> **EXERCISE**: Lines before the one containing "# put a marker" are left out; that line and every line after it, through the end of the records, are to be reproduced exactly.
..............................
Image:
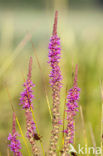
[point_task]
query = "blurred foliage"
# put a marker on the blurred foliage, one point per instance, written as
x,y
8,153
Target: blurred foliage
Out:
x,y
44,3
82,42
..............................
> **RESULT OF THIS EXERCISE**:
# put a marker on the blurred foliage, one point per instance, written as
x,y
8,153
Target: blurred foliage
Out:
x,y
44,3
82,42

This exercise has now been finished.